◆ **What the exercise asks**
Count how many lines in the records below contain the string "shovel". Reply with only that number.

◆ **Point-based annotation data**
□ □ □ □ □
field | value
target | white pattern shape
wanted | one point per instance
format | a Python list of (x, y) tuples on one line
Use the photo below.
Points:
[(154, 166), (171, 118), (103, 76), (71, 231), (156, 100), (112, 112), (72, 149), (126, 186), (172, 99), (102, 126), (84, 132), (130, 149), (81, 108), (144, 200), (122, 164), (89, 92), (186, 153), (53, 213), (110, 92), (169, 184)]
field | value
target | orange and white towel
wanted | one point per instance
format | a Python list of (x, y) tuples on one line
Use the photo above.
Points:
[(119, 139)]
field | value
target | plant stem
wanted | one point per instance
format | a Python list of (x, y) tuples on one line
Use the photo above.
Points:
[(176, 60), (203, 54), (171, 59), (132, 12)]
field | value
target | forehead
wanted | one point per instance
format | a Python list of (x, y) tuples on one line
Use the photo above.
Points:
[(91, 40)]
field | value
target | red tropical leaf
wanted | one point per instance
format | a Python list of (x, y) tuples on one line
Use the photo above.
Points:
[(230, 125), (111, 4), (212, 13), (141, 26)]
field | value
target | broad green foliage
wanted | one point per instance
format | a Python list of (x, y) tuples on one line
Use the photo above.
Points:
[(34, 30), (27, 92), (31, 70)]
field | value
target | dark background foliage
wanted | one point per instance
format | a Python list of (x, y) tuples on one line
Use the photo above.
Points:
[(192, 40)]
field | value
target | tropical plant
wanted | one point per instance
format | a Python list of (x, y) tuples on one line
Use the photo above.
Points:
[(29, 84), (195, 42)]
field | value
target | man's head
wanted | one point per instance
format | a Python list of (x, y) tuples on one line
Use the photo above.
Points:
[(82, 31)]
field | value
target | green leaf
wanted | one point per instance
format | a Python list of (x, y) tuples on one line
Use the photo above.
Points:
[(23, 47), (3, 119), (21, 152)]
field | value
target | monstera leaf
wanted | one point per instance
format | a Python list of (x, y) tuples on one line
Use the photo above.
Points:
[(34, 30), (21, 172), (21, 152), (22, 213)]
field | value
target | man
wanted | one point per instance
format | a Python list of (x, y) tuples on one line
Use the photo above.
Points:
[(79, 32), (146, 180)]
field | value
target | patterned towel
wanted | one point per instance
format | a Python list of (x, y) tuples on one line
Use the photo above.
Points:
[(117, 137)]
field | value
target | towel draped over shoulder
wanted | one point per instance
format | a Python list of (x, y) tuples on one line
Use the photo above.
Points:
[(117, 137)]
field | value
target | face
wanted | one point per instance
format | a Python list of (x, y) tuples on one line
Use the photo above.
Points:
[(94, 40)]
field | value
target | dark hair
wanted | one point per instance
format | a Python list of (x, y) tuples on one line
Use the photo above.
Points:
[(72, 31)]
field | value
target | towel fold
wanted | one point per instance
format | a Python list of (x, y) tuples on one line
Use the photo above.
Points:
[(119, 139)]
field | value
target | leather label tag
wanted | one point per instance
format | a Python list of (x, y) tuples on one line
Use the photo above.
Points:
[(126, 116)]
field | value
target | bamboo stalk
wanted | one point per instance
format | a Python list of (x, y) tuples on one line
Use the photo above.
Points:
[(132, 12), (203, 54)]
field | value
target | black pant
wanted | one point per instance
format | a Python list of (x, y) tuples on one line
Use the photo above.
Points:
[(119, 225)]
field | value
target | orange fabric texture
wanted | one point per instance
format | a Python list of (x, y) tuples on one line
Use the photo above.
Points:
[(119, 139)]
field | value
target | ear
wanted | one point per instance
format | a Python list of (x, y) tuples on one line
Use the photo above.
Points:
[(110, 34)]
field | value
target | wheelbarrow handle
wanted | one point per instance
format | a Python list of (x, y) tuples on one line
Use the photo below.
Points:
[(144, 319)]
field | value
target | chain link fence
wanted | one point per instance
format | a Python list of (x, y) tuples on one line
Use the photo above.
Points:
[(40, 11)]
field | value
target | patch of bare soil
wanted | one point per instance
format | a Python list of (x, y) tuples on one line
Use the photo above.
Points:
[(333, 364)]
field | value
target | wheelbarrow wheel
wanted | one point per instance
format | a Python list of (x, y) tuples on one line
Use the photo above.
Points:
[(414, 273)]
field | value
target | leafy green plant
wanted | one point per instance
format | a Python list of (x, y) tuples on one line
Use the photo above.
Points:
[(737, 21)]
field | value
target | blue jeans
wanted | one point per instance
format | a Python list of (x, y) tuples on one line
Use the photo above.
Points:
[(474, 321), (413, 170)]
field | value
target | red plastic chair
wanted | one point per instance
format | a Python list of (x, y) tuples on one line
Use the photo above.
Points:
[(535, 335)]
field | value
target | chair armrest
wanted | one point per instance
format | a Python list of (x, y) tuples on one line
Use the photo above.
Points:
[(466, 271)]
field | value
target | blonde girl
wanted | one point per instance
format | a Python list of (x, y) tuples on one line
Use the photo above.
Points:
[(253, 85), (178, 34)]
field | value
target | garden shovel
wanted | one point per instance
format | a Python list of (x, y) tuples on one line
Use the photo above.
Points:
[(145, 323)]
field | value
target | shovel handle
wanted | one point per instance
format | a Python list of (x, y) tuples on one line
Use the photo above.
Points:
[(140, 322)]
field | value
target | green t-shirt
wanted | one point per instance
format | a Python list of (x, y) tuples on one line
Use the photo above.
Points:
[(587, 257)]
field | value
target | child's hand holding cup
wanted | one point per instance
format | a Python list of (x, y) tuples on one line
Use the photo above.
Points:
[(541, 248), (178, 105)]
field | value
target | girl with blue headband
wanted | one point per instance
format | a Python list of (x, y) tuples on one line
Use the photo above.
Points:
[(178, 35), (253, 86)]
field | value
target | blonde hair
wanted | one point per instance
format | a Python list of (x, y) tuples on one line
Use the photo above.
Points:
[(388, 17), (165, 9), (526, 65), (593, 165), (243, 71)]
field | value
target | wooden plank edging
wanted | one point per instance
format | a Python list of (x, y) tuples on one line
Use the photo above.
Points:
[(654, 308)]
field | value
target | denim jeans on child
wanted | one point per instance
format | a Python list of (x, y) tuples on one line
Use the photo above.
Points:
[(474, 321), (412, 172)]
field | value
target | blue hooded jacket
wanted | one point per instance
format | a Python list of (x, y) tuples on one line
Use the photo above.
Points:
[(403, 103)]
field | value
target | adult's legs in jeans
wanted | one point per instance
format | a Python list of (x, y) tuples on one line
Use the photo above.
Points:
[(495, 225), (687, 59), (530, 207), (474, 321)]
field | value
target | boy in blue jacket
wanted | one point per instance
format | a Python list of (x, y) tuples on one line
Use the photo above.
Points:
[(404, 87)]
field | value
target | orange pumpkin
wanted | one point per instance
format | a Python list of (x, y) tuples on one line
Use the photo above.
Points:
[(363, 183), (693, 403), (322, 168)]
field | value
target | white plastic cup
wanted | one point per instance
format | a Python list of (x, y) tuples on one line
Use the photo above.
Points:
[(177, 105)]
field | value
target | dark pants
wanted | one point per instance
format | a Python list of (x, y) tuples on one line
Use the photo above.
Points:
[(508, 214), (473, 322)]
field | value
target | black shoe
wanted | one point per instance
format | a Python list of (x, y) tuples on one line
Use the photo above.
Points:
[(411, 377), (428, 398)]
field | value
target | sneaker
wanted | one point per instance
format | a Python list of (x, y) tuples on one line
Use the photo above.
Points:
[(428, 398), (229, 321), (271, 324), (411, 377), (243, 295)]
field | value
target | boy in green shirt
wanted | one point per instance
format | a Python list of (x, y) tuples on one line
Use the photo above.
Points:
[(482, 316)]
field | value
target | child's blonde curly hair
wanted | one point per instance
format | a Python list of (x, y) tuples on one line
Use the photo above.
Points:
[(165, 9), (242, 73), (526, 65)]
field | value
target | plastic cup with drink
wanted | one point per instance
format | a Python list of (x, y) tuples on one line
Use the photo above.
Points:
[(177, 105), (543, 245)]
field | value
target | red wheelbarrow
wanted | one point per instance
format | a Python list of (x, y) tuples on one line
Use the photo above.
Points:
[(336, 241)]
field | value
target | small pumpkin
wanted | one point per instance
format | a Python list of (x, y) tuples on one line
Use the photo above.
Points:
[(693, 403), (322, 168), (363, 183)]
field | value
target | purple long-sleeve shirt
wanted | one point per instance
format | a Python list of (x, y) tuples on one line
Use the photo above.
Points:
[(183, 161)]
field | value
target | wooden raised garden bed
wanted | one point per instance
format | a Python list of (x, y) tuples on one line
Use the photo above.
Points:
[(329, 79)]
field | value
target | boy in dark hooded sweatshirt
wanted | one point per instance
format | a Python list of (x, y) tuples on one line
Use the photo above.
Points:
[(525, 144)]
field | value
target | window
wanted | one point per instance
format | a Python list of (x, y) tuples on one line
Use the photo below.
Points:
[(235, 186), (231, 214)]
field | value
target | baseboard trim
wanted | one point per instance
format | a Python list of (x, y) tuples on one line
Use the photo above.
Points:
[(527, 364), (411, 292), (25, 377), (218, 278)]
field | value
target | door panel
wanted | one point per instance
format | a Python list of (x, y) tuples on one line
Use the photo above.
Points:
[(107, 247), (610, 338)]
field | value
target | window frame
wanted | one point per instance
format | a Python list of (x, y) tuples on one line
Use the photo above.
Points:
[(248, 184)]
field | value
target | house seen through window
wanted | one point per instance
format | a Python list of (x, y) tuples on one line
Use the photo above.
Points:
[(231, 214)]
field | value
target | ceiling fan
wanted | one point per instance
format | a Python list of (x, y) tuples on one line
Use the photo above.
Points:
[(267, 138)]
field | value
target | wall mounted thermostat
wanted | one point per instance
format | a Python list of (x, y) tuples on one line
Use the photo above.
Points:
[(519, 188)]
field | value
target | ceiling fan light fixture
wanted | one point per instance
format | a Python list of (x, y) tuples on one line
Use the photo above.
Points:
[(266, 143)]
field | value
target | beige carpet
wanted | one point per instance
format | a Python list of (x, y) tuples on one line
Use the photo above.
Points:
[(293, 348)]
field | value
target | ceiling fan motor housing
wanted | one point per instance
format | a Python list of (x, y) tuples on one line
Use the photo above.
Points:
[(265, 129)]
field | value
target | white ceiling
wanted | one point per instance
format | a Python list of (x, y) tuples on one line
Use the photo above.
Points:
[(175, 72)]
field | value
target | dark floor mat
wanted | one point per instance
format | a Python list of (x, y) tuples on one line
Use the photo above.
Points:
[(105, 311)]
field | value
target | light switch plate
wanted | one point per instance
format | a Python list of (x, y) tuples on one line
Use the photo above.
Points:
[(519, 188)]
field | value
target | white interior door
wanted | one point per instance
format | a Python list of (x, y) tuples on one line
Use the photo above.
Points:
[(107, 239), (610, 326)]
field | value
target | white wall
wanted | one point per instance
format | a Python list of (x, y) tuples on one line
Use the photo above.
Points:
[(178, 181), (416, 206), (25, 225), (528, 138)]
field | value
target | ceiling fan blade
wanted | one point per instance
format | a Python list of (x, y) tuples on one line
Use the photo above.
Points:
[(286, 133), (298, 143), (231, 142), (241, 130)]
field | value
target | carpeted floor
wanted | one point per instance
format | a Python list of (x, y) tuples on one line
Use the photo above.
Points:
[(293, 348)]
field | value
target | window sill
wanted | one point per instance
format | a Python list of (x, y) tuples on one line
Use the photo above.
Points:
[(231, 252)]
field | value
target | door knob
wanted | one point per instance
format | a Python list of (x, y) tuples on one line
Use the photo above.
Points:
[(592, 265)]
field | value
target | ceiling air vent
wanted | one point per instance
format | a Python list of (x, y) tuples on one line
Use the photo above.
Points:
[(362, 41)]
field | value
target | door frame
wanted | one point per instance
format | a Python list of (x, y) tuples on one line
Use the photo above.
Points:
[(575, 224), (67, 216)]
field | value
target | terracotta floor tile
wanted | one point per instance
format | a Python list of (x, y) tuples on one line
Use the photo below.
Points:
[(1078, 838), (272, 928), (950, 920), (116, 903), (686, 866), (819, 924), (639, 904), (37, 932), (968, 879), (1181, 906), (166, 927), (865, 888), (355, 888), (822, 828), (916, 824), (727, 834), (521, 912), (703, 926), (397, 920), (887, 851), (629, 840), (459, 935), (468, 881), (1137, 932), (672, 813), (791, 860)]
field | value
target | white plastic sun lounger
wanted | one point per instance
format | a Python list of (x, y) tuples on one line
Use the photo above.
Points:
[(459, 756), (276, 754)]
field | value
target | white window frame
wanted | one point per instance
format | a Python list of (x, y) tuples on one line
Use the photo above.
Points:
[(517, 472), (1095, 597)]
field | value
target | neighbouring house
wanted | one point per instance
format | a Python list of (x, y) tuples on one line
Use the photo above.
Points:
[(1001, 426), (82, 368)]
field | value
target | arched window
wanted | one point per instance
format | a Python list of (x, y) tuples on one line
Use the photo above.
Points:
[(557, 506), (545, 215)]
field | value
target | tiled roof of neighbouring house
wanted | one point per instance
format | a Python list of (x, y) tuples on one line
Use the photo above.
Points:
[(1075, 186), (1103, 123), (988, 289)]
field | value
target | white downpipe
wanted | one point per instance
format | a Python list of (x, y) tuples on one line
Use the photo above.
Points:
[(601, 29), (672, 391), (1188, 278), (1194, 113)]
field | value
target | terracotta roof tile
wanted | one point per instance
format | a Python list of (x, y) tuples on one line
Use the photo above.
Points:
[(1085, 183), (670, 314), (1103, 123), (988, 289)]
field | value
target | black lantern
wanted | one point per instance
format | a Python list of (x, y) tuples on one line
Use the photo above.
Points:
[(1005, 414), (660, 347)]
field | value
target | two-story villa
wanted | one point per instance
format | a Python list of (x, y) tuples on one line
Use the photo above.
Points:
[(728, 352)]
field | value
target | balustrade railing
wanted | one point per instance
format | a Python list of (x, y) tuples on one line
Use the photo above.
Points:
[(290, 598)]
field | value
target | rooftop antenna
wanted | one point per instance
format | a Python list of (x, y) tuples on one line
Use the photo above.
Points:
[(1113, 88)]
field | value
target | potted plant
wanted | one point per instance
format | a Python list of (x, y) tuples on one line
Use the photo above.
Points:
□ □ □ □ □
◆ **Reply to the task**
2